[START]

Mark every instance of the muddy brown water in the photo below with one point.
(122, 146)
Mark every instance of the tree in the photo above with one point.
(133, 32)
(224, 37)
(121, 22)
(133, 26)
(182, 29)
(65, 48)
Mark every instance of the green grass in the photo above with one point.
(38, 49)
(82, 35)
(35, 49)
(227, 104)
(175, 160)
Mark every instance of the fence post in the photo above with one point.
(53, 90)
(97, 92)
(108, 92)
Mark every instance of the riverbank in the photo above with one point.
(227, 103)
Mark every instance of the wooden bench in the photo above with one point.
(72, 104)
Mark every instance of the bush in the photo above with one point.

[END]

Copy all the items above word for word, keeping every line in its original order.

Mark every instance of the muddy brown water in the photo below with one point.
(122, 146)
Mark every instance of the tree in the photo above with one point.
(133, 32)
(224, 37)
(121, 22)
(133, 26)
(182, 29)
(65, 48)
Mark every instance of the green grass in the photo above with one point.
(38, 49)
(82, 35)
(35, 49)
(227, 104)
(175, 160)
Mark every instance of the fence post in the photo above with one point.
(53, 90)
(97, 92)
(108, 92)
Mark every instance of the riverbank in the photo above with one point.
(227, 103)
Mark every instance of the wooden bench in the photo above with one point.
(72, 104)
Mark every instance of the bush in the photo above with one point.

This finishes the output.